START
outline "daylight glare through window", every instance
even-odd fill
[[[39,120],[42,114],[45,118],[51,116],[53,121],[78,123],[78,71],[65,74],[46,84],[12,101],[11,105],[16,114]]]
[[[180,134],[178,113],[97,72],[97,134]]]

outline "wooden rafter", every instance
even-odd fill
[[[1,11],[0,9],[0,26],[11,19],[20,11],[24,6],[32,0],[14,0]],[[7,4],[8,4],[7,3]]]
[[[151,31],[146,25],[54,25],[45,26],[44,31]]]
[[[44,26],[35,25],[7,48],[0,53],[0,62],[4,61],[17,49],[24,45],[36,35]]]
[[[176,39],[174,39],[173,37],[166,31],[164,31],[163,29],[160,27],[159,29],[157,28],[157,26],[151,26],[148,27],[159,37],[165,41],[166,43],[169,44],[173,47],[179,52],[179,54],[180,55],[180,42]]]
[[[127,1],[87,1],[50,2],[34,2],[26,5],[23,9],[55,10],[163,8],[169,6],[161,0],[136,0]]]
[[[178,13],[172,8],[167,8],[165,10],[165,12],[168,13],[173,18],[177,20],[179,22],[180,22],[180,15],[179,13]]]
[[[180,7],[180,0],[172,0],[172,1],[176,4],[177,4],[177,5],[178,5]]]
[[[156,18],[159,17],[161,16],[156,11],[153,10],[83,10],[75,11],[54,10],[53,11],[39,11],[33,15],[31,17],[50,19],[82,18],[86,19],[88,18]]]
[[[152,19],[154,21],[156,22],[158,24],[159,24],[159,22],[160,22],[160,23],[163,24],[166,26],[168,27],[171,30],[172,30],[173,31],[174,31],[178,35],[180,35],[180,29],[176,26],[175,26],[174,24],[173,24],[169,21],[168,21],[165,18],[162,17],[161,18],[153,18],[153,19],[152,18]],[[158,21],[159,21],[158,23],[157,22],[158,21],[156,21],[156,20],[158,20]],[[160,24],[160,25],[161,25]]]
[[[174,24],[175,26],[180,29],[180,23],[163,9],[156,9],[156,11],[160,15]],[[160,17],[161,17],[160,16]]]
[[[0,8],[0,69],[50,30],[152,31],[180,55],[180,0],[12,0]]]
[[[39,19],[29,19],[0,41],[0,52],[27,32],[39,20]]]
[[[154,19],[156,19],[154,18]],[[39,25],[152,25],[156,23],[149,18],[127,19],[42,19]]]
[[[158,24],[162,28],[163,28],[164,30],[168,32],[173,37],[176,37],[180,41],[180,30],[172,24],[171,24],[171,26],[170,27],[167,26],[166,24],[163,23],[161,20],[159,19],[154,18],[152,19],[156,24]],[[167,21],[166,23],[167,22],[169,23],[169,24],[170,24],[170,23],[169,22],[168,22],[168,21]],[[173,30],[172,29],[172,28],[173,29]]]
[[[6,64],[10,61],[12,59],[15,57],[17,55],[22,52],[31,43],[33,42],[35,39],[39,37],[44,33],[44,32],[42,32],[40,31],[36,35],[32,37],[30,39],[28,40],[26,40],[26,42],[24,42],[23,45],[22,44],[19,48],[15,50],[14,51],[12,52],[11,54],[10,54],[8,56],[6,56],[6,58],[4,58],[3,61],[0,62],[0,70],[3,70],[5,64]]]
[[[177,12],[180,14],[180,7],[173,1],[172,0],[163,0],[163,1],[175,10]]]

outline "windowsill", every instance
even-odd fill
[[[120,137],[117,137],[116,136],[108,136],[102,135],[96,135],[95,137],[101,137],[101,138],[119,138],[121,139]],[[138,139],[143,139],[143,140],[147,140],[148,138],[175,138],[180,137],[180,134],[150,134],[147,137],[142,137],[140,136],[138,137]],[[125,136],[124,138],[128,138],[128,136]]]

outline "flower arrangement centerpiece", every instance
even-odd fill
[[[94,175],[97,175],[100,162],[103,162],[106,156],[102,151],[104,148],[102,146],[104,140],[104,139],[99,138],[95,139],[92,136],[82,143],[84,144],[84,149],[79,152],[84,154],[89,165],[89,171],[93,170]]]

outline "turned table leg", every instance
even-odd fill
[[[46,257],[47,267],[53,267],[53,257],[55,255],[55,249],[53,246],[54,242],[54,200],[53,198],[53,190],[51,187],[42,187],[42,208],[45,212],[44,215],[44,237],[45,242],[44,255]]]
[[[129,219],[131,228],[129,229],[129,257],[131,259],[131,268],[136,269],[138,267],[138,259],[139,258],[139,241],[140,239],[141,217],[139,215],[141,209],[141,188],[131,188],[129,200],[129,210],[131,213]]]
END
START
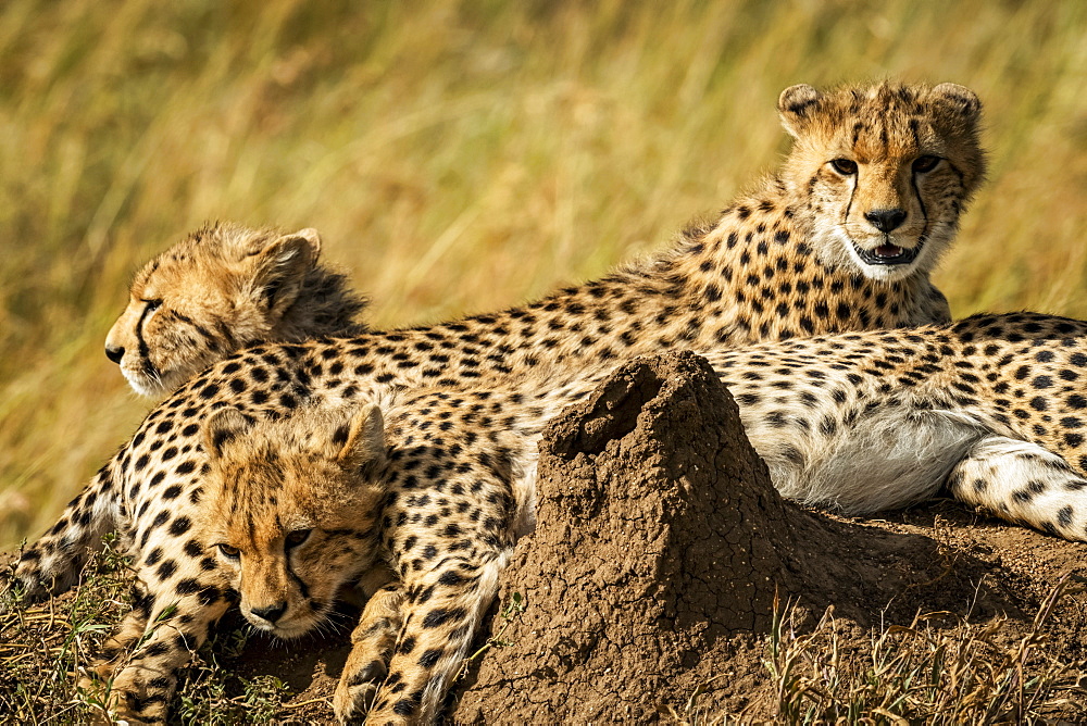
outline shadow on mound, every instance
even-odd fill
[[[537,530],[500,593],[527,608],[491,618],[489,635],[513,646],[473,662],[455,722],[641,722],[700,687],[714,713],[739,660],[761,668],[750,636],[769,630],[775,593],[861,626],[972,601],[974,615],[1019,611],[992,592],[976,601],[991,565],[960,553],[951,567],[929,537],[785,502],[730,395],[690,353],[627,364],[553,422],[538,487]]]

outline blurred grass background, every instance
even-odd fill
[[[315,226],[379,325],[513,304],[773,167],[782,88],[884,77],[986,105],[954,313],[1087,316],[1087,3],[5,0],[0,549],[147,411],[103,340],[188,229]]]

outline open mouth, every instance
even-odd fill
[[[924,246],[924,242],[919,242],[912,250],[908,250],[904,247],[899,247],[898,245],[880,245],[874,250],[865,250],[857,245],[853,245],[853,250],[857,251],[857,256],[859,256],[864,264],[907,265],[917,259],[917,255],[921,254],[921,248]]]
END
Count the lines in the records that contain the word "every", matching case exactly. Reply with the number alone.

# Answer for the task
8